* [PROBLEM DESCRIPTION] Nothing but an exact copy of the data should be output.

* [DATA IN THIS EXERCISE]
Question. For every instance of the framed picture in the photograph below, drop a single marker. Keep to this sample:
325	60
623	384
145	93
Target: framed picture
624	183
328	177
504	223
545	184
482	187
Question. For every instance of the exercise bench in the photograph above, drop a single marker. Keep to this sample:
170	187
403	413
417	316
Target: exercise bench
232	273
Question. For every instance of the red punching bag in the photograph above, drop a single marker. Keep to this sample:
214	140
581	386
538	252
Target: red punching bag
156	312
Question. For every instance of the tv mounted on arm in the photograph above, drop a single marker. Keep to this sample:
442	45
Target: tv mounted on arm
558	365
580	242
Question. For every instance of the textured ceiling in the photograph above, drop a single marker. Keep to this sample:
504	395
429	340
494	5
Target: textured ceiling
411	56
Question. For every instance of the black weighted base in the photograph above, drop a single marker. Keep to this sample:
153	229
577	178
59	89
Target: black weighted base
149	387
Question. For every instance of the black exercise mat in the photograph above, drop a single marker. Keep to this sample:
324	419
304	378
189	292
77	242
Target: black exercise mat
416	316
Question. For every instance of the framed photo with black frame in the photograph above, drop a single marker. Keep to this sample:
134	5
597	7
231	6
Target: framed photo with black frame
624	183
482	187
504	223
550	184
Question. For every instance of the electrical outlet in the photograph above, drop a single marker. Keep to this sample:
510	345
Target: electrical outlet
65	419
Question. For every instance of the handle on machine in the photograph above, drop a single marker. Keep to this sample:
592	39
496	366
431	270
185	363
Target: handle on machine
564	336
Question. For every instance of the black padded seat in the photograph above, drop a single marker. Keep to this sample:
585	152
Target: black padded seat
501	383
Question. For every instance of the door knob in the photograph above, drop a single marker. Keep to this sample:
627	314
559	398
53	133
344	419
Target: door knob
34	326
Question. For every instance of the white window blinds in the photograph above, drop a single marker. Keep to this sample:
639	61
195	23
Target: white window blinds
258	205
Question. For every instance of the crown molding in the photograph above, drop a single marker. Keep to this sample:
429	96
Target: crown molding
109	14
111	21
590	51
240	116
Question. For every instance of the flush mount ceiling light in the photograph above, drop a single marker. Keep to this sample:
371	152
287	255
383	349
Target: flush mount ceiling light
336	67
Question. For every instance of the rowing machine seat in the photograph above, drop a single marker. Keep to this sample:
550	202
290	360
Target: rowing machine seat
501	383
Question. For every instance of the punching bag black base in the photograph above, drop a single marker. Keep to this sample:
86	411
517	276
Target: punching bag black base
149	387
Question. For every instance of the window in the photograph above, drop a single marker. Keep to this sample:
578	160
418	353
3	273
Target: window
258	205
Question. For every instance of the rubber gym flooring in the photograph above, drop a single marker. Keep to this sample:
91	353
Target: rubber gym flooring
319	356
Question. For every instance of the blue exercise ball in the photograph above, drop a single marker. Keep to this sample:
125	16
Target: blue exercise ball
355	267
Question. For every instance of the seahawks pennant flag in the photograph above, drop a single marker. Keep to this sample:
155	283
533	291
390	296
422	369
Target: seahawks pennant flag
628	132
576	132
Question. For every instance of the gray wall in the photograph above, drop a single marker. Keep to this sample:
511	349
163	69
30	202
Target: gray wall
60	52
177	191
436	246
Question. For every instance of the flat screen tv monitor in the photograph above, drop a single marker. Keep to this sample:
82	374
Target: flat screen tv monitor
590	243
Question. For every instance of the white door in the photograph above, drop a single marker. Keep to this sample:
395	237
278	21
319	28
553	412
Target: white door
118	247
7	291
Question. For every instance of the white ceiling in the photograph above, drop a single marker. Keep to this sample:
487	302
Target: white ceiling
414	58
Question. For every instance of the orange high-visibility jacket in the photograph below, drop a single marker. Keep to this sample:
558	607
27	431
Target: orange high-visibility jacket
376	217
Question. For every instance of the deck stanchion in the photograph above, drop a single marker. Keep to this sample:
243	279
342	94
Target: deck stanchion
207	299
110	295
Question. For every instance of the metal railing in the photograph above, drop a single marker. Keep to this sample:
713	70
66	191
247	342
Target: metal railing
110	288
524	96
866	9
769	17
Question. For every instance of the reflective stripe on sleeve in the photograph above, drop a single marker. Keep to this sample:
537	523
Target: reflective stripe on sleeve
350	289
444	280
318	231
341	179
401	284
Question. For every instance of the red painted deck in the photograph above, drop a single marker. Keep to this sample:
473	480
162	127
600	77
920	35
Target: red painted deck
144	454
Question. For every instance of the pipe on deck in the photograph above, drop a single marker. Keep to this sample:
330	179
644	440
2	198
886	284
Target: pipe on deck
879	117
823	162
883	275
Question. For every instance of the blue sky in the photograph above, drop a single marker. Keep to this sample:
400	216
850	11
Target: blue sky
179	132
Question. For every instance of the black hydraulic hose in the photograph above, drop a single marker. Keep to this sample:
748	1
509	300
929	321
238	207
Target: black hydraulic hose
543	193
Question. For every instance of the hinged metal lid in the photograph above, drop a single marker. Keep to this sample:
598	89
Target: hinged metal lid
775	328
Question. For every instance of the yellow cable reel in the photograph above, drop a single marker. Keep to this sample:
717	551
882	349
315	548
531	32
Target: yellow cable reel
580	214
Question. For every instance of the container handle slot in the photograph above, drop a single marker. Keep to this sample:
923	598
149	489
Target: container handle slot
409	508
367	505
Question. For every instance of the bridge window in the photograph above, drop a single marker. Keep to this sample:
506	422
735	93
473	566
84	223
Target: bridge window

* [ANSWER BOX]
Question. For every instance of the framed picture in the photograph below, drop a single marker. Keep to this sample:
325	60
623	384
145	93
Target: framed picture
624	183
328	177
504	223
545	184
482	187
Question. For every instance of the exercise bench in the photograph above, drop a single marker. Keep to this sample:
170	187
403	413
417	316
Target: exercise bench
232	273
Question. For every instance of the red punching bag in the photograph above, drop a single marker. Keep to this sample:
214	140
581	386
538	252
Target: red punching bag
156	312
Question. For every instance of the tv mounted on arm in the photograph above, drop a single marker. Keep to this sample:
442	45
Target: tv mounted on arm
558	365
580	242
Question. For every instance of the textured ceiling in the photograph above, drop a single marker. Keep to this sample:
504	395
429	340
494	5
Target: textured ceiling
411	56
Question. For every instance of the black weighted base in the photograph above, drop a single marker. Keep to this sample:
153	229
577	178
59	89
Target: black weighted base
149	387
Question. For every instance of the black exercise mat in the photograph above, drop a single marker. Keep to this sample:
324	419
304	378
189	292
77	242
Target: black exercise mat
416	316
Question. For every instance of the framed photo with black frame in the photograph above, drop a single marker. Keep to this sample:
134	5
597	7
231	6
Target: framed photo with black frame
624	183
482	187
504	223
550	184
Question. For every instance of the electrical outlet in the photograph above, drop a single marker. Keep to this sample:
510	345
Target: electrical outlet
65	419
Question. For every instance of the handle on machine in the photograph above, drop a single marker. Keep to this sample:
592	39
496	366
431	270
185	363
Target: handle on machine
564	336
Question. For every instance of the black padded seat in the photograph above, drop a single marker. Keep to this sample:
585	152
Target: black padded seat
501	383
Question. For every instance of the door knob in the photograph above, drop a single marker. Keep to this sample:
627	314
559	398
53	133
344	419
Target: door knob
34	326
Question. For every instance of the white window blinds in the photograph above, drop a single marker. Keep to this sample:
639	61
195	23
Target: white window blinds
258	205
Question. For every instance of the crown molding in the photograph above, drop a single marker. Keep to this sample:
429	96
Target: crown molding
109	14
111	21
590	51
240	116
Question. For every instance of the flush mount ceiling light in the photograph above, drop a single marker. Keep to this sample:
371	152
287	255
383	349
Target: flush mount ceiling light
336	67
Question. For every instance of the rowing machine seat in the photograph above, drop a single marker. Keep to this sample:
550	202
290	360
Target: rowing machine seat
501	383
Question. For every instance of the punching bag black base in the photograph above, drop a single marker. Keep to this sample:
86	411
517	276
Target: punching bag black base
149	387
Question. For every instance of the window in the photograph above, drop a single marker. Keep to this sample:
578	160
418	353
3	273
Target: window
258	205
Question. For every instance of the rubber gym flooring in the photograph above, drop a single marker. Keep to this sample:
91	353
Target: rubber gym flooring
319	356
Question. For every instance of the blue exercise ball in the photograph above, drop a single marker. Keep to this sample:
125	16
Target: blue exercise ball
355	267
Question. For every instance of the seahawks pennant flag in the photograph above, drop a single marker. Keep to this sample:
155	283
533	291
390	296
422	369
Target: seahawks pennant flag
628	132
576	132
Question. For every instance of the gray wall in the photograph above, drop a single marker. Keep to this sample:
511	349
163	69
30	202
Target: gray wall
60	52
177	191
436	246
Question. For every instance of the flat screen tv monitor in the photograph above, drop a single marker. Keep to this sample:
82	374
Target: flat screen tv monitor
590	243
Question. For every instance of the white door in the photograph above, drop a single marker. Keep to this sample:
395	237
278	21
319	28
553	412
Target: white door
118	247
7	291
Question. For every instance of the white ceiling in the photograph above, drop a single marker. Keep to this sample:
487	302
Target: white ceiling
414	58
Question. For every instance of the orange high-visibility jacket in the photograph below, drop a single marker. Keep to this sample:
558	607
27	431
Target: orange high-visibility jacket
376	217
Question. For every instance of the deck stanchion in the photograph above, drop a single marker. Keep to this sample:
243	279
342	94
Target: deck stanchion
207	299
110	295
Question. For every instance of the metal railing in the photograph above, drop a single marker. Keep to this sample:
713	70
66	191
247	342
Target: metal railing
110	288
524	96
866	9
769	17
Question. For every instance of the reflective stripe on sleeve in the photograph above, drop a single marker. Keep to this sample:
537	523
Target: reflective stripe on sleeve
350	289
444	280
318	231
341	179
401	284
Question. For every instance of the red painted deck in the photograph above, drop a single marker. Keep to this sample:
473	480
162	127
600	77
920	35
Target: red painted deck
144	454
Question. For every instance of the pipe on deck in the photograph above, drop a single marker. Keep to this sample:
330	179
644	440
2	198
886	284
Target: pipe on deck
879	117
823	162
883	275
Question. For every instance of the blue sky in the photograph above, drop a single marker. Keep to this sample:
400	216
850	11
Target: blue sky
179	132
Question. For every instance of the black hydraulic hose in the photograph above, drop a single marker. Keep to this sample:
748	1
509	300
929	321
238	207
Target: black hydraulic hose
543	193
Question. For every instance of the hinged metal lid in the photograph above, drop a single marker. Keep to this sample:
598	89
Target: hinged metal lid
775	328
Question. For every instance of the yellow cable reel in the photograph above, drop a single marker. Keep to this sample:
717	551
882	349
315	548
531	32
Target: yellow cable reel
580	214
Question. For every instance of the container handle slot in the photograph above, drop a single marker. Keep to this sample:
923	598
149	489
Target: container handle slot
409	508
367	505
Question. For every instance of the bridge window in the photograph above, drop a single marker. Keep to this sample:
506	422
735	93
473	566
84	223
Target: bridge window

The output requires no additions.